- _情報を使って_:
**a.** 介護保険制度改正についての本文から、「こうした状況を受け、2024」から「改正は8回目(第9期)です。」までを一字も変えずに書き出してください。
**b.** 次の(i)〜(iii)が介護保険制度改正についての本文と合うかどうか、それぞれ「はい」か「いいえ」で答え、決め手になる本文の言葉をそのまま引いてください。(i) 介護保険制度は2000年4月に施行された。(ii) 2024年度の改正は7回目にあたる。(iii) 第2期に利用者負担が引き上げられた。

- _本文の抜粋_:
= = = =

2025年には、いわゆる団塊の世代が75歳以上の後期高齢者となる「2025年問題」が起こります。高齢者人口の急増に伴い、介護サービスの需要も加速度的に高まるのは、言うまでもありません。

こうした状況を受け、2024年度の介護保険制度改正では、介護サービス利用の対価である介護報酬の適正化や、質の高いサービス提供、介護職の労働環境改善などが図られています。限られた人材や原資の中で持続可能な介護提供体制を確立することが、制度改正の最大の狙いです。この記事では、2024年度改正の内容について、わかりやすく解説していきます。

2000年度比で介護サービス利用者は約3倍増加

介護保険制度とは、高齢者が必要とする介護サービスを受けられるよう、40歳以上の国民全員で保険料を負担する公的な制度です。2000年4月の施行以来、およそ3年ごとに内容の見直しが行われており、今回の改正は8回目(第9期)です。

過去を振り返ると、第2期(2006年)には介護予防や地域包括ケアが導入され、第7期(2018年)では利用者負担が引き上げられるなど、大きな変更がなされました。

= = = =

- _データ一覧_:
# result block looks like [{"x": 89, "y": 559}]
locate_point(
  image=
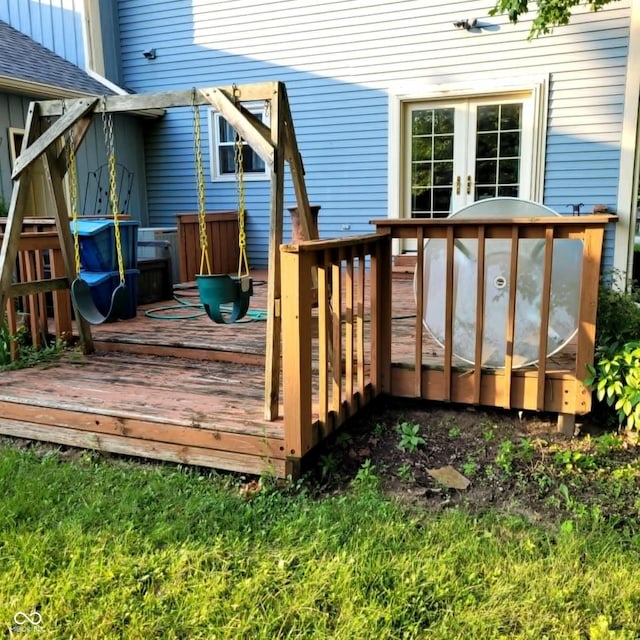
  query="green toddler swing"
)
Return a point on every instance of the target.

= = = =

- _答え_:
**a.**
こうした状況を受け、2024年度の介護保険制度改正では、介護サービス利用の対価である介護報酬の適正化や、質の高いサービス提供、介護職の労働環境改善などが図られています。限られた人材や原資の中で持続可能な介護提供体制を確立することが、制度改正の最大の狙いです。この記事では、2024年度改正の内容について、わかりやすく解説していきます。

2000年度比で介護サービス利用者は約3倍増加

介護保険制度とは、高齢者が必要とする介護サービスを受けられるよう、40歳以上の国民全員で保険料を負担する公的な制度です。2000年4月の施行以来、およそ3年ごとに内容の見直しが行われており、今回の改正は8回目(第9期)です。

**b.**
(i) はい。「2000年4月の施行以来」
(ii) いいえ。「今回の改正は8回目(第9期)です」
(iii) いいえ。「第7期(2018年)では利用者負担が引き上げられる」